::: Source excerpt :::

That said, the bible reflects the over-arching metaphors that humanity has been struggling with for the last 2000 years (Sin, needing a saviour, having to exist within certain guildines and adhere to certain behaviours to be worthy of love). As we reach a time where these metaphors no longer serve us people are starting to remember the true nature of "spirit" or whatever you want to call it.

Jesus was a person. If Jesus could obtain god's infinite love then so can you - and there's no criteria you have to fill to deserve it. The truth is that "god" (or whatever name you chose to give it...) loves every one of us. There's absolutely nothing you can do to change that.

This is essentially what the Gnostics were on about.

The idea of Satan or whatever name you choose to give is traditionally the guardian/master of a supposed dark underworld. We have been taught to fear this underworld as evil and taboo. However, it is only by confronting this underworld and discovering its truths (See - Emerald Tablets of Thoth) that we learn of our true nature.

This is why the bible was put out in its current form. If you want to control people you can't have them running around knowing they are free and can never be controlled by an authority. You can't have them re-establishing a link to their own personal spirituality. So as time passes the controlling hold of this dogma starts to lose its power...


----------



## MrMortgage

CECIL said:


> "People have asked me recently what I thought about women priests. I just say 'Hell, that's just priests of 2 different sexes I won't listen to. Look, I appreciate your quaint traditions and superstitions, but I happen to be an enlightened beings who deals directly with the source of life, so I don't really have a need for the middle-men' " - Paraphrased from Bill Hicks.
> 
> That said, the bible reflects the over-arching metaphors that humanity has been struggling with for the last 2000 years (Sin, needing a saviour, having to exist within certain guildines and adhere to certain behaviours to be worthy of love). As we reach a time where these metaphors no longer serve us people are starting to remember the true nature of "spirit" or whatever you want to call it.
> 
> Jesus was a person. If Jesus could obtain god's infinite love then so can you - and there's no criteria you have to fill to deserve it. The truth is that "god" (or whatever name you chose to give it...) loves every one of us. There's absolutely nothing you can do to change that.
> 
> This is essentially what the Gnostics were on about.
> 
> The idea of Satan or whatever name you choose to give is traditionally the guardian/master of a supposed dark underworld. We have been taught to fear this underworld as evil and taboo. However, it is only by confronting this underworld and discovering its truths (See - Emerald Tablets of Thoth) that we learn of our true nature.
> 
> This is why the bible was put out in its current form. If you want to control people you can't have them running around knowing they are free and can never be controlled by an authority. You can't have them re-establishing a link to their own personal spirituality. So as time passes the controlling hold of this dogma starts to lose its power...


Here is an example of someone trying to explain the bible that knows nothing about it.


----------



## ComplicatedFool

"So if you dont believe what the bible says, you might as well throw away the whole Jesus thing right? Forget God and forget Jesus because if you dont believe what the bible teaches then certainly you dont believe in Jesus, because the bible explains who Jesus was and what he did. "

Other than the Bible is a TALE of a name called Yeshua. In the ancient times, literature was symbolical..not factual. So if Jesus walked on water, it meant he didn't really walk on the waters, it meants he was an amzing guy. Besides, why should I believe in the Bible, I believe in what I believe. No book or organization needs to tell me in what to believe.

:::

→ **Exercise set**
(1) Summarize the forum thread in three sentences.
(2) According to the forum thread, what work should be consulted about discovering the truths of the underworld?
The entries come from a separate source unrelated to the forum thread.

::: Data records :::

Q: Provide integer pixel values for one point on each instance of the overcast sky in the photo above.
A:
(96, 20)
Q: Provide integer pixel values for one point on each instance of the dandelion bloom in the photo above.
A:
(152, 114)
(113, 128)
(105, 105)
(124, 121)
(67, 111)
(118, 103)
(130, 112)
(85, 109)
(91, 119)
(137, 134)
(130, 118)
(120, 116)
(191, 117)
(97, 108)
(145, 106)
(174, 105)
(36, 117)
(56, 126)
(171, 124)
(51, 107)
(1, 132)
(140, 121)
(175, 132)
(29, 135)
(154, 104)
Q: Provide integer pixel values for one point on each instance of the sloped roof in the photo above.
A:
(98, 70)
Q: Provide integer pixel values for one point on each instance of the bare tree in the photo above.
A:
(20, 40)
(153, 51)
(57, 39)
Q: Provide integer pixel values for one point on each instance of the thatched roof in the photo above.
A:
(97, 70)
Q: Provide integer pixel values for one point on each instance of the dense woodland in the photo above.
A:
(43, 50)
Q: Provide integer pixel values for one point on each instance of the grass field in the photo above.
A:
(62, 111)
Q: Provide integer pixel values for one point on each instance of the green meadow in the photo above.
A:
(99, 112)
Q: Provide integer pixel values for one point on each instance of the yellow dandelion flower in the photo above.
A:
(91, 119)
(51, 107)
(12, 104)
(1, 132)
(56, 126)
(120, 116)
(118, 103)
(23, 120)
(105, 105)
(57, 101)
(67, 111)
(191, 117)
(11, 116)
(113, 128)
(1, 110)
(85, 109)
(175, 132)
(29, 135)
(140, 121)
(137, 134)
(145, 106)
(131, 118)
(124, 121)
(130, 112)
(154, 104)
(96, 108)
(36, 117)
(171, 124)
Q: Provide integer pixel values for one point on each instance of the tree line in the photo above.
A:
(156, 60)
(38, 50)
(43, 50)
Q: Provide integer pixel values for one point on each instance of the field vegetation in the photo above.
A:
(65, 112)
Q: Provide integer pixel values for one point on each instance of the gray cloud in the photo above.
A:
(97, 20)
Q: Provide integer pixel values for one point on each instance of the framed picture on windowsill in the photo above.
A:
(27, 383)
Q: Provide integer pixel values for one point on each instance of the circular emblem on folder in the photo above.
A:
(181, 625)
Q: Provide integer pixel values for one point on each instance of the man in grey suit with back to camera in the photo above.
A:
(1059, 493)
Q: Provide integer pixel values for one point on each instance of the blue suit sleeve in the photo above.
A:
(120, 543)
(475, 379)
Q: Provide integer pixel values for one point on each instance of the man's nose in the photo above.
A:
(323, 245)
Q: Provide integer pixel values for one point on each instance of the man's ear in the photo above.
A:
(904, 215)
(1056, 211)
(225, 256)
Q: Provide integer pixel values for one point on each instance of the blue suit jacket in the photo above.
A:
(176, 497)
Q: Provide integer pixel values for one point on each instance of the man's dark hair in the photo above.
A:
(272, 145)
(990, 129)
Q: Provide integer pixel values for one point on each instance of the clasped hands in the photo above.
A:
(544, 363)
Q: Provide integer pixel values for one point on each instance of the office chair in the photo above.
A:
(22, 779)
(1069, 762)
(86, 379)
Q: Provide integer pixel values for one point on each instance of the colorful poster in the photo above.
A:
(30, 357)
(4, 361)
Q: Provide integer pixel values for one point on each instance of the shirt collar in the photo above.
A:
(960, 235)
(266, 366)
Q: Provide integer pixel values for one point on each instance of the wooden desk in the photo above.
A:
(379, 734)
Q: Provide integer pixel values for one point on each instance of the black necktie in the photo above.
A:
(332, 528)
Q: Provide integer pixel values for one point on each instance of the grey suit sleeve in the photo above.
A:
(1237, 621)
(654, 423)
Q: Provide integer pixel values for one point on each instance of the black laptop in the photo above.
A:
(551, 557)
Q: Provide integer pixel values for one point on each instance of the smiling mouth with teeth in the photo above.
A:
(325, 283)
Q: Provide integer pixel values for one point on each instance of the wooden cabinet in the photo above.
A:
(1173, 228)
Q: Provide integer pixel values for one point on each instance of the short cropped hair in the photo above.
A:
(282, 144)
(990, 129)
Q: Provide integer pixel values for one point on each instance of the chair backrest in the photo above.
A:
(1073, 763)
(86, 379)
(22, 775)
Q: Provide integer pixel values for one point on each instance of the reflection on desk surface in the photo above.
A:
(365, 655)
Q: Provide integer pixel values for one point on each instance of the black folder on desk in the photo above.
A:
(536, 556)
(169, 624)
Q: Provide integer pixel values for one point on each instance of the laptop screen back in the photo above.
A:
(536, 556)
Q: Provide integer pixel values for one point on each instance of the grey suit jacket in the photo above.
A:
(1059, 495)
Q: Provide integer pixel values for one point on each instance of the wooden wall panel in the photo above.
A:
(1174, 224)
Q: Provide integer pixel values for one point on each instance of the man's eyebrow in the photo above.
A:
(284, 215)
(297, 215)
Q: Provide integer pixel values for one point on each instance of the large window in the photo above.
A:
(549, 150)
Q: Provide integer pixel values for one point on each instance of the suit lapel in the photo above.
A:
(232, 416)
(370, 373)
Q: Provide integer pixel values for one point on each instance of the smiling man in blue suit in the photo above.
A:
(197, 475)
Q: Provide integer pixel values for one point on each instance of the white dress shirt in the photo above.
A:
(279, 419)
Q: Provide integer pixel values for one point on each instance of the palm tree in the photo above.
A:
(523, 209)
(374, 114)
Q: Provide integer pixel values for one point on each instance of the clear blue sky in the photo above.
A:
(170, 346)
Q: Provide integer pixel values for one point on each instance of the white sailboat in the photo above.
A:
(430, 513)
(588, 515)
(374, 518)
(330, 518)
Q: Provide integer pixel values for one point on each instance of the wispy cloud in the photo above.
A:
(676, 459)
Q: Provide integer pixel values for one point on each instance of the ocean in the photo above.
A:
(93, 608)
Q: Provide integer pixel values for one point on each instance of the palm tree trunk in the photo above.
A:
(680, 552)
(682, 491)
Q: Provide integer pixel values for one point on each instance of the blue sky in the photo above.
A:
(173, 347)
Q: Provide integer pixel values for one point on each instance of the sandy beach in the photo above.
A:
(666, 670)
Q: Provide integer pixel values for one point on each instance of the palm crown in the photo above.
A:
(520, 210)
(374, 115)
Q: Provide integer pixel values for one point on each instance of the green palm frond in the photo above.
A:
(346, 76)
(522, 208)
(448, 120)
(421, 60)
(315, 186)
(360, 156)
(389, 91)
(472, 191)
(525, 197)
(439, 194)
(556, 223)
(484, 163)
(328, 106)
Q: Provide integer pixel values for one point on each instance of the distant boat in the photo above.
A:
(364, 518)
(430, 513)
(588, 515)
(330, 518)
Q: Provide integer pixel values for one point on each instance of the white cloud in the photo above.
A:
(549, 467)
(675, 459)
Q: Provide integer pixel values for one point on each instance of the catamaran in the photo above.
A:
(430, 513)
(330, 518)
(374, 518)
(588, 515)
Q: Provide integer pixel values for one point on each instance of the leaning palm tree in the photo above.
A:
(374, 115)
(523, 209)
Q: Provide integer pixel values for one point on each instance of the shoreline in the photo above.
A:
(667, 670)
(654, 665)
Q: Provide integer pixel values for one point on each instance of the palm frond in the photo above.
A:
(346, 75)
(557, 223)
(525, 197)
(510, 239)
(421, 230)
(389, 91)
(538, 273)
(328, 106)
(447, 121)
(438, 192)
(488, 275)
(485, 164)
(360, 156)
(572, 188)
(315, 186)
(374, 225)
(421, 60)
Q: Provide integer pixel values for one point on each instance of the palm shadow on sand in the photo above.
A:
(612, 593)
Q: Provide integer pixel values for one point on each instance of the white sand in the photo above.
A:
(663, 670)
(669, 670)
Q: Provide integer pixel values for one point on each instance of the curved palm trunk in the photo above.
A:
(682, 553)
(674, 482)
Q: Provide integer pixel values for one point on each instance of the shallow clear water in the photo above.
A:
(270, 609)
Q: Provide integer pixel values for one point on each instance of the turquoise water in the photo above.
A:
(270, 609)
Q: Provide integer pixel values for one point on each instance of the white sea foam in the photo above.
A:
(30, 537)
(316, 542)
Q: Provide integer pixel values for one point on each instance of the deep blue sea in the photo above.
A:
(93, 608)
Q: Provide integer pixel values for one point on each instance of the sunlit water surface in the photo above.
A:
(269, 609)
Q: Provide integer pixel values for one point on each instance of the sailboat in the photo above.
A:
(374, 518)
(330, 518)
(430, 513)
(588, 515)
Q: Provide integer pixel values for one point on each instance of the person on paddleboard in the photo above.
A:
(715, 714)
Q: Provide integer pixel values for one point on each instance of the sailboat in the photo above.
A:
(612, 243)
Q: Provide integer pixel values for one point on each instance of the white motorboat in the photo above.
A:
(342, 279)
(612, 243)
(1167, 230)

:::

→ **Answers below**
(1) One post argues that the Bible reflects metaphors humanity has struggled with for 2000 years, such as sin and needing a savior, and that god loves everyone with no criteria to meet. MrMortgage quotes that post and calls it an example of someone explaining the bible who knows nothing about it. ComplicatedFool describes the Bible as a tale of Yeshua, says ancient literature was symbolic rather than factual, and states that no book or organization needs to dictate what to believe.

(2) The Emerald Tablets of Thoth.